**What is needed:** Extend the webhook.co authentication guide below, starting right after its final sentence.

**Document extract:**

Two ways to authenticate:
  • OAuth (interactive). webhook.co is a standard OAuth resource server. For most clients, adding the server URL triggers a browser sign-in on first connect — no key to paste. This is the recommended path for GUI clients (Claude Desktop, ChatGPT, Cursor one-click).
  • whk_ bearer token. Send Authorization: Bearer whk_your_key_here. Best for header-based and headless clients (Claude Code, Codex, CI). Mint a key, store it in an environment variable, and never hardcode it.
New here? Mint an API key and browse the full tool catalog — including triggers.wait, the webhook-to-agent trigger.

Supported clients

Jump to your client: Throughout, replace whk_your_key_here with your own key, and prefer the environment-variable form (WEBHOOK_API_KEY) over a literal.

**Entries provided:**
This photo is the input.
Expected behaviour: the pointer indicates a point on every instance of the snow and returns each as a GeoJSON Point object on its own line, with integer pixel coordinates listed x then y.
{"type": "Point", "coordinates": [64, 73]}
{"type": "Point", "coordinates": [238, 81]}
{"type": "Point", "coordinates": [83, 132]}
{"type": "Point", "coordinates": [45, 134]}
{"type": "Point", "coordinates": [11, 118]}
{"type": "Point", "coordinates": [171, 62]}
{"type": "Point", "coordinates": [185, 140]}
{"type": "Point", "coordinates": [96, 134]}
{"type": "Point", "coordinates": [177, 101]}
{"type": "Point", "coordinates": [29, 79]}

**Written response:**
Claude Code

Claude Code speaks streamable HTTP natively — no bridge needed.
1

Add the server

With a bearer token:
claude mcp add --transport http webhook https://mcp.webhook.co/mcp \
  --header "Authorization: Bearer whk_your_key_here"
Or omit --header to use OAuth — you’ll authenticate on first use:
claude mcp add --transport http webhook https://mcp.webhook.co/mcp
2

Choose a scope (optional)

Add -s local (default, this machine only), -s project (shared via a checked-in .mcp.json), or -s user (all your projects):
claude mcp add --transport http webhook https://mcp.webhook.co/mcp -s user \
  --header "Authorization: Bearer whk_your_key_here"
3

Sign in (OAuth only)

If you added the server without a header, authenticate:
claude mcp login webhook
You can also run /mcp inside Claude Code and follow the auth prompt.
4

Verify

claude mcp list
Or run /mcp in a session — webhook should report connected.
For a project-shared config, commit a .mcp.json that reads the key from the environment:
.mcp.json
{
  "mcpServers": {
    "webhook": {
      "type": "http",
      "url": "https://mcp.webhook.co/mcp",
      "headers": {
        "Authorization": "Bearer ${WEBHOOK_API_KEY}"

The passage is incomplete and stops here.